■ Task goal ■
Repeat each entry in full, exactly.

■ Listed records ■
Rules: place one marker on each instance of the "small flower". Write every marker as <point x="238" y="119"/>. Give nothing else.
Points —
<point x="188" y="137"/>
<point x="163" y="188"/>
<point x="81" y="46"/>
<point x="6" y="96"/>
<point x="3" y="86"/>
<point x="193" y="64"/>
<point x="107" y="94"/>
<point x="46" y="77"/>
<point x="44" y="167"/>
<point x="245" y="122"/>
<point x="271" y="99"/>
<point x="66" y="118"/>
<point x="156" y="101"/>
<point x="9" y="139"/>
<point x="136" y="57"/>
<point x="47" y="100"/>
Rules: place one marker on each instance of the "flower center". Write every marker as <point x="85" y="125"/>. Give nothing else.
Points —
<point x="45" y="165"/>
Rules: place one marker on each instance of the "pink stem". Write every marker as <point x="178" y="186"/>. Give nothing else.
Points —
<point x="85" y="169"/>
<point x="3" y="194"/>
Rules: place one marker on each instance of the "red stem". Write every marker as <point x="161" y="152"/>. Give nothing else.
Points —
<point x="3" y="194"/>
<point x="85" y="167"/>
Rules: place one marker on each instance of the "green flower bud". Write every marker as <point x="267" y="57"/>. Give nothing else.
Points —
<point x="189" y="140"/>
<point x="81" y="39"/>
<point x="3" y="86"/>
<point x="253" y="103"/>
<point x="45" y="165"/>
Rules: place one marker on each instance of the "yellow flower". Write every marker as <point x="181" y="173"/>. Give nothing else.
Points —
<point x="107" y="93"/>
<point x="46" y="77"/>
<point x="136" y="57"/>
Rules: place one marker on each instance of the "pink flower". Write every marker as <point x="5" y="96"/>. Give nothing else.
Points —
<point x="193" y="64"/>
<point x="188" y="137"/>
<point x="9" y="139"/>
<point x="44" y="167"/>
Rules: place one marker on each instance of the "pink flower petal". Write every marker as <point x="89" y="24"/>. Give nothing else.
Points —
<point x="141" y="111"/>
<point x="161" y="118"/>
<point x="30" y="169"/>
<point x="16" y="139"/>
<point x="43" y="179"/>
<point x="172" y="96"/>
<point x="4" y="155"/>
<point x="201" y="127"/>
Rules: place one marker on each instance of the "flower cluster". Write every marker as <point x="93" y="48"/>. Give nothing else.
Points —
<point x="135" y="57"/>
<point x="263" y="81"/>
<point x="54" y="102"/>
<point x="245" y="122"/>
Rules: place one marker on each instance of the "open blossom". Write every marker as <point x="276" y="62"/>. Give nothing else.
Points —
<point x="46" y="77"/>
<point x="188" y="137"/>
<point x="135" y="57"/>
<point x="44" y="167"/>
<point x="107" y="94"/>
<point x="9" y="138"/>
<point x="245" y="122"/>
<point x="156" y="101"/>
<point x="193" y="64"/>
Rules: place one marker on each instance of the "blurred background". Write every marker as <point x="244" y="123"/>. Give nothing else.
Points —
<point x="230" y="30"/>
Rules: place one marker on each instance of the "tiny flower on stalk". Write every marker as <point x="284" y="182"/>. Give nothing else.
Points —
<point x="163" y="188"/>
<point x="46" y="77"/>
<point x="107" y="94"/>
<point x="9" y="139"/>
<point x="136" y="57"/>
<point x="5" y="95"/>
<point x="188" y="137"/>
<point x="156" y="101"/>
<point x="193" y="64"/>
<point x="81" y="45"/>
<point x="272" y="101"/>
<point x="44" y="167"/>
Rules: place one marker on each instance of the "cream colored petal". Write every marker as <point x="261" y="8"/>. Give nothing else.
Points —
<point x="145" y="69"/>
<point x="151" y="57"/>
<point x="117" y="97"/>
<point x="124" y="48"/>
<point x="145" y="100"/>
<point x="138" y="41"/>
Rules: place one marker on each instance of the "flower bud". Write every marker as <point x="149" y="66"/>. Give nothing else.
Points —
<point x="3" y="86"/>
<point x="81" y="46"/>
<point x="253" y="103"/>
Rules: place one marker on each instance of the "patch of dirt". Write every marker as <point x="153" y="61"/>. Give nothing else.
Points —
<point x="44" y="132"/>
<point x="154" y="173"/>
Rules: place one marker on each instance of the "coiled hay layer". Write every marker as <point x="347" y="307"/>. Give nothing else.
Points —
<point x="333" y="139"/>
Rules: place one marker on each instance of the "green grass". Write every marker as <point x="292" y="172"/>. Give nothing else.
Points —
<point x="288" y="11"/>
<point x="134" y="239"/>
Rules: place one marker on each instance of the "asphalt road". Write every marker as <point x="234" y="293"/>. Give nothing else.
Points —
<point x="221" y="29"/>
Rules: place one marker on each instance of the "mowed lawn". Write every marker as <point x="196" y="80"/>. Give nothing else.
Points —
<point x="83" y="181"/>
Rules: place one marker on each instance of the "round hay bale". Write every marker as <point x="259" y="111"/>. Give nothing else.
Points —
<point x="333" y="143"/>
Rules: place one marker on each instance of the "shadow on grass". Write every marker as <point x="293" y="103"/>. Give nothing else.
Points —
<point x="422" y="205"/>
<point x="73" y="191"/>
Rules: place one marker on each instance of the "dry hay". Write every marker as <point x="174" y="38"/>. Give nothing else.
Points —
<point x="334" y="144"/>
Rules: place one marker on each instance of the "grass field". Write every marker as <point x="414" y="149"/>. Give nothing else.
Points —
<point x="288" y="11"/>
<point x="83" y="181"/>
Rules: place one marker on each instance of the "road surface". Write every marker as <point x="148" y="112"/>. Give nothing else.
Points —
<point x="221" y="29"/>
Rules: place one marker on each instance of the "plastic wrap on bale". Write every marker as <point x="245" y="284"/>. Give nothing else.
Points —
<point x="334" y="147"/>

■ Task output ■
Rules: place one marker on each instance of the "small flower". Write every marker as <point x="238" y="119"/>. Give nothing else.
Points —
<point x="188" y="137"/>
<point x="163" y="188"/>
<point x="81" y="46"/>
<point x="6" y="96"/>
<point x="3" y="86"/>
<point x="193" y="64"/>
<point x="107" y="94"/>
<point x="46" y="77"/>
<point x="44" y="167"/>
<point x="245" y="122"/>
<point x="271" y="99"/>
<point x="66" y="118"/>
<point x="156" y="101"/>
<point x="9" y="139"/>
<point x="136" y="57"/>
<point x="47" y="100"/>
Rules: place one marker on each instance of the "flower center". Write every marker as <point x="85" y="125"/>. Give nothing else.
Points —
<point x="45" y="165"/>
Rules: place one marker on each instance of the "pink stem". Write every marker as <point x="178" y="186"/>. Give nothing else.
Points —
<point x="85" y="169"/>
<point x="3" y="194"/>
Rules: place one marker on each instance of the "red stem". Write every marker as <point x="161" y="152"/>. Give nothing else.
Points —
<point x="3" y="194"/>
<point x="85" y="167"/>
Rules: place one marker on each instance of the "green flower bud". Write every marker as <point x="267" y="57"/>. Give nothing else.
Points —
<point x="189" y="140"/>
<point x="81" y="39"/>
<point x="3" y="86"/>
<point x="253" y="103"/>
<point x="45" y="165"/>
Rules: place one marker on each instance of the "yellow flower". Write every marker as <point x="181" y="173"/>. Give nothing else.
Points —
<point x="107" y="93"/>
<point x="46" y="77"/>
<point x="136" y="57"/>
Rules: place one marker on each instance of the "pink flower". Write every marker as <point x="5" y="96"/>. Give nothing else.
Points —
<point x="193" y="64"/>
<point x="188" y="137"/>
<point x="9" y="139"/>
<point x="44" y="167"/>
Rules: place one marker on each instance of the "pink flower petal". Write every marker as <point x="89" y="24"/>. Give nothing else.
Points —
<point x="141" y="111"/>
<point x="161" y="118"/>
<point x="30" y="169"/>
<point x="16" y="139"/>
<point x="43" y="179"/>
<point x="172" y="96"/>
<point x="4" y="155"/>
<point x="201" y="127"/>
Rules: place one marker on each instance of the "flower cluster". Write every marker as <point x="93" y="48"/>. Give nothing else.
Points —
<point x="135" y="57"/>
<point x="263" y="81"/>
<point x="54" y="102"/>
<point x="245" y="122"/>
Rules: place one marker on each instance of the "open blossom". Write every marker as <point x="276" y="62"/>. Give nothing else.
Points —
<point x="46" y="77"/>
<point x="188" y="137"/>
<point x="135" y="57"/>
<point x="44" y="167"/>
<point x="107" y="94"/>
<point x="9" y="138"/>
<point x="245" y="122"/>
<point x="156" y="101"/>
<point x="193" y="64"/>
Rules: place one marker on each instance of the "blurred background". Write every marker as <point x="244" y="123"/>. Give nothing else.
Points —
<point x="230" y="30"/>
Rules: place one marker on each instance of the "tiny flower on stalk". Write every marker as <point x="284" y="182"/>. Give nothing else.
Points —
<point x="163" y="188"/>
<point x="46" y="77"/>
<point x="107" y="94"/>
<point x="9" y="139"/>
<point x="136" y="57"/>
<point x="5" y="95"/>
<point x="188" y="137"/>
<point x="156" y="101"/>
<point x="193" y="64"/>
<point x="81" y="45"/>
<point x="272" y="101"/>
<point x="44" y="167"/>
Rules: place one marker on each instance of the "cream colored petal". Write every marker as <point x="261" y="8"/>. Give nothing else.
Points —
<point x="145" y="69"/>
<point x="151" y="57"/>
<point x="117" y="97"/>
<point x="124" y="48"/>
<point x="145" y="100"/>
<point x="138" y="41"/>
Rules: place one marker on each instance of the "flower bud". Write every marker as <point x="149" y="66"/>. Give nothing else.
Points —
<point x="3" y="86"/>
<point x="81" y="46"/>
<point x="253" y="103"/>
Rules: place one marker on each instance of the "patch of dirt". Write every marker as <point x="153" y="61"/>. Give nothing else.
Points —
<point x="44" y="132"/>
<point x="154" y="173"/>
Rules: place one marker on each instance of the "coiled hay layer". Write every marker as <point x="347" y="307"/>. Give nothing else.
Points —
<point x="333" y="139"/>
Rules: place one marker on each instance of the "green grass". Write every marker as <point x="292" y="172"/>. Give nothing else.
Points —
<point x="288" y="11"/>
<point x="134" y="239"/>
Rules: place one marker on each instance of the "asphalt road". Write every marker as <point x="234" y="293"/>. Give nothing else.
Points —
<point x="221" y="29"/>
Rules: place one marker on each instance of the "mowed lawn". Write every marker as <point x="196" y="80"/>. Give nothing else.
Points —
<point x="83" y="181"/>
Rules: place one marker on each instance of the "round hay bale". Write every marker as <point x="259" y="111"/>. Give nothing else.
Points —
<point x="333" y="143"/>
Rules: place one marker on each instance of the "shadow on grass". Write every marker as <point x="293" y="103"/>. Give nothing else.
Points —
<point x="422" y="205"/>
<point x="73" y="191"/>
Rules: place one marker on each instance of the "dry hay". Write every marker as <point x="174" y="38"/>. Give nothing else.
Points —
<point x="334" y="144"/>
Rules: place one marker on each instance of the "grass field". Write every marker as <point x="414" y="149"/>. Give nothing else.
Points —
<point x="288" y="11"/>
<point x="83" y="181"/>
Rules: place one marker on each instance of the "road surface". Write every marker as <point x="148" y="112"/>. Give nothing else.
Points —
<point x="221" y="29"/>
Rules: place one marker on each instance of the "plastic wrap on bale". Write every marker as <point x="245" y="284"/>. Give nothing else.
Points —
<point x="334" y="147"/>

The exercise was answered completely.